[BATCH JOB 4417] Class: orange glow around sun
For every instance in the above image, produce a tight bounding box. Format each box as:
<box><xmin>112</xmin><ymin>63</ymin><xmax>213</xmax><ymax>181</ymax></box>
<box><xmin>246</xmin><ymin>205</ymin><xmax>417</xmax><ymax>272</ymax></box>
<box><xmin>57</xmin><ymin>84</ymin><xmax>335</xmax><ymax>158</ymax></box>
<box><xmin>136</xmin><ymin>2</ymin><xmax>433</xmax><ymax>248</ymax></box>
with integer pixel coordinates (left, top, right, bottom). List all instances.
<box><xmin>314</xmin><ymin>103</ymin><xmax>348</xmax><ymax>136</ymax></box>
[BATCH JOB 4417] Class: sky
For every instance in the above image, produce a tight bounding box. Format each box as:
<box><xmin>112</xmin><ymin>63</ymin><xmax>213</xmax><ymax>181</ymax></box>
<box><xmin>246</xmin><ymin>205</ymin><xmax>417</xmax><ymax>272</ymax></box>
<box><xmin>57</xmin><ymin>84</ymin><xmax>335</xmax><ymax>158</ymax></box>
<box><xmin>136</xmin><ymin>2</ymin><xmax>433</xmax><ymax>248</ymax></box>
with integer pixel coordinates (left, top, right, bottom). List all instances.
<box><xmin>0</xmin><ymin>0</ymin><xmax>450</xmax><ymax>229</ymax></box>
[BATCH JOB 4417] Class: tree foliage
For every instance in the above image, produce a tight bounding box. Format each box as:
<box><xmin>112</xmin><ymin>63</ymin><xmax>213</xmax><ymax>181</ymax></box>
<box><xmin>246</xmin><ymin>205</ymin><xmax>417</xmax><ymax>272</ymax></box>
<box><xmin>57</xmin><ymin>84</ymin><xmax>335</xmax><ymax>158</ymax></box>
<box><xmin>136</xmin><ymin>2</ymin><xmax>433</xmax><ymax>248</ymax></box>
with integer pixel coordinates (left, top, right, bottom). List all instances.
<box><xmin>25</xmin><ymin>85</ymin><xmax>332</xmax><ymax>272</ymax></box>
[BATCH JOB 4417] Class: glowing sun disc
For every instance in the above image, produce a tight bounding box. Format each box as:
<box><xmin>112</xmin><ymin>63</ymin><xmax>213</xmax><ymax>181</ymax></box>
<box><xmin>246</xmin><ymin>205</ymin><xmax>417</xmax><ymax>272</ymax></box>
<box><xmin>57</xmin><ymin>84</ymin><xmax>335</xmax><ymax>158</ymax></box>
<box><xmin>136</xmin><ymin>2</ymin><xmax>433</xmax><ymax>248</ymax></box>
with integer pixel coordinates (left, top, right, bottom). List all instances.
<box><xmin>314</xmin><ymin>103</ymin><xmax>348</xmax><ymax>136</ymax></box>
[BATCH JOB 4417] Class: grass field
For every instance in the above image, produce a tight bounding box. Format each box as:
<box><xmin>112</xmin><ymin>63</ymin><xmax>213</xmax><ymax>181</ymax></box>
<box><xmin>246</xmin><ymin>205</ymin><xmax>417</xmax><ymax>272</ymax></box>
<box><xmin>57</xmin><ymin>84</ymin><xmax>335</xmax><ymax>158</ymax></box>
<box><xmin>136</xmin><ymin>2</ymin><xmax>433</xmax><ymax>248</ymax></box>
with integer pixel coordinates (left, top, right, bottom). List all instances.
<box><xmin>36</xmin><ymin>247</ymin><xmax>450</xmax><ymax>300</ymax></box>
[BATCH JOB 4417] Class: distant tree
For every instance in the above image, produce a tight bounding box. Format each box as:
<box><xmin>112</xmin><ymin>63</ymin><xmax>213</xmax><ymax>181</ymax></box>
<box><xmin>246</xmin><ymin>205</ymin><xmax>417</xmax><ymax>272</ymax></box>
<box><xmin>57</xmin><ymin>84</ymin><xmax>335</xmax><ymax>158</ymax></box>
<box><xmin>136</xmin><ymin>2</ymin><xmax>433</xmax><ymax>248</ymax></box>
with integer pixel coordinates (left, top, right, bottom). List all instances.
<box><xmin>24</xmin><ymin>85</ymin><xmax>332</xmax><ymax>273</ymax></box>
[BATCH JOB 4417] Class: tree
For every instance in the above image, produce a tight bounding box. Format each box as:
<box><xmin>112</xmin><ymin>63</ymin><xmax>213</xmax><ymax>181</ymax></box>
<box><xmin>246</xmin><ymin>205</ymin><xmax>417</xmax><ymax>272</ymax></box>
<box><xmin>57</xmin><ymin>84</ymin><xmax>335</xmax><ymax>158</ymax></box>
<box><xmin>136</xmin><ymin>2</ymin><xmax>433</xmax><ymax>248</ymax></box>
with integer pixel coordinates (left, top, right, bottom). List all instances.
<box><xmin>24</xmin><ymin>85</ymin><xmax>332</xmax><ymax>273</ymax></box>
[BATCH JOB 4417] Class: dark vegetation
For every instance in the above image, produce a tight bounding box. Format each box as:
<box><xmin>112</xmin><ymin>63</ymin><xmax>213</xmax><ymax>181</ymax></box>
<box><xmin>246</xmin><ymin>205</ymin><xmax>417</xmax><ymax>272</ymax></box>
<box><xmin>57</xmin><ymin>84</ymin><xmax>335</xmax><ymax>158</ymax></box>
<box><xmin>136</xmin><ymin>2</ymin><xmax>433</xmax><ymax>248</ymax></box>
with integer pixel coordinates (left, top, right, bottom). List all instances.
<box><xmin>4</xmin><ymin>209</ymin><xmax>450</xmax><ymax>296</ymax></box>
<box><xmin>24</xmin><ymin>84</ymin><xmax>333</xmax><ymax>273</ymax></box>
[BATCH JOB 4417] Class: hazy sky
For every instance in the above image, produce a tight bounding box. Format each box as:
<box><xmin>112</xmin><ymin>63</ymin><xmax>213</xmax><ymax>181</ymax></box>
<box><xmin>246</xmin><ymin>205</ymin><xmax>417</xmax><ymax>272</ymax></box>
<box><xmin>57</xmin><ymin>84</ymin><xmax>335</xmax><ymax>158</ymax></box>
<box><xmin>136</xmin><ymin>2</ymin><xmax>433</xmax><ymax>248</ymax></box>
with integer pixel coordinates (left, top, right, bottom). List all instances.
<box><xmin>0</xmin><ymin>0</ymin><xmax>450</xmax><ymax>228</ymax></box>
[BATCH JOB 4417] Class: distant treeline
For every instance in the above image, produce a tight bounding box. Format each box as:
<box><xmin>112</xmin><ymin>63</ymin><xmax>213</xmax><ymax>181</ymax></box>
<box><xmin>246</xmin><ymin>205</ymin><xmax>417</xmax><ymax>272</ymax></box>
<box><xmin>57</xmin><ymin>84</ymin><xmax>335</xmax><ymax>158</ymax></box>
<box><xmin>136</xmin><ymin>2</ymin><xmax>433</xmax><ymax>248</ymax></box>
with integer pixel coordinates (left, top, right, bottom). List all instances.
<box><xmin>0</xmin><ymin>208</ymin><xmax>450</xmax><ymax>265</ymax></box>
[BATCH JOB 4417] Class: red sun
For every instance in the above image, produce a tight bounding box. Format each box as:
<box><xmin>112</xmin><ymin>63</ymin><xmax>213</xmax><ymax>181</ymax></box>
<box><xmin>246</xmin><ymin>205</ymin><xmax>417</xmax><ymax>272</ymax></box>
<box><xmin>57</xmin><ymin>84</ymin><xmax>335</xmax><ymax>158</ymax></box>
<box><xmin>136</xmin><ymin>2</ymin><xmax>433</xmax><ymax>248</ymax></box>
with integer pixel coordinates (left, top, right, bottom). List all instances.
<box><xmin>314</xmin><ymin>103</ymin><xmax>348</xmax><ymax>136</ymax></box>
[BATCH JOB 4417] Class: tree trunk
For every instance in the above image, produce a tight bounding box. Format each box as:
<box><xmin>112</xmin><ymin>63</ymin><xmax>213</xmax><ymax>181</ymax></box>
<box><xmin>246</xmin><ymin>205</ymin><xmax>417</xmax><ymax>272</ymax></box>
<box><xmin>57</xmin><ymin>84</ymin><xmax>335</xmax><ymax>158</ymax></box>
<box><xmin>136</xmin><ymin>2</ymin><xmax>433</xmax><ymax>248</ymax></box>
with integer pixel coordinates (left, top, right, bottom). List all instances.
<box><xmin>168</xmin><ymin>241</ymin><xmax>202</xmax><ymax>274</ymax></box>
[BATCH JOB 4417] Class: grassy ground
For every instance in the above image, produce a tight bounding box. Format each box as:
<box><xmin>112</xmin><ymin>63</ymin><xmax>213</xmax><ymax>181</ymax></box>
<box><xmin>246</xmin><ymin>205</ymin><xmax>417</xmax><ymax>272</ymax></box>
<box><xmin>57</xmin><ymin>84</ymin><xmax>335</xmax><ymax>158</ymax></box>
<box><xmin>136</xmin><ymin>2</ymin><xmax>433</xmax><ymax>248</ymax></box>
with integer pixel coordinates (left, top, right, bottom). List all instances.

..............................

Reproduce the entries verbatim, covering the stretch from the line containing "[BATCH JOB 4417] Class: tree trunk" through the end of the entries, both ends included.

Answer to this exercise>
[BATCH JOB 4417] Class: tree trunk
For every instance in the above image, produce a tight bounding box. Format each box as:
<box><xmin>112</xmin><ymin>63</ymin><xmax>213</xmax><ymax>181</ymax></box>
<box><xmin>246</xmin><ymin>205</ymin><xmax>417</xmax><ymax>272</ymax></box>
<box><xmin>57</xmin><ymin>84</ymin><xmax>335</xmax><ymax>158</ymax></box>
<box><xmin>136</xmin><ymin>2</ymin><xmax>433</xmax><ymax>248</ymax></box>
with integer pixel coordinates (left, top, right, bottom). List all instances.
<box><xmin>168</xmin><ymin>241</ymin><xmax>202</xmax><ymax>274</ymax></box>
[BATCH JOB 4417] Class: grassy ground
For every instance in the above image, produce a tight bounding box. Format each box as:
<box><xmin>112</xmin><ymin>63</ymin><xmax>213</xmax><ymax>181</ymax></box>
<box><xmin>246</xmin><ymin>205</ymin><xmax>417</xmax><ymax>272</ymax></box>
<box><xmin>57</xmin><ymin>84</ymin><xmax>335</xmax><ymax>158</ymax></box>
<box><xmin>136</xmin><ymin>2</ymin><xmax>433</xmax><ymax>248</ymax></box>
with integer pixel coordinates (left, top, right, bottom). List all instances.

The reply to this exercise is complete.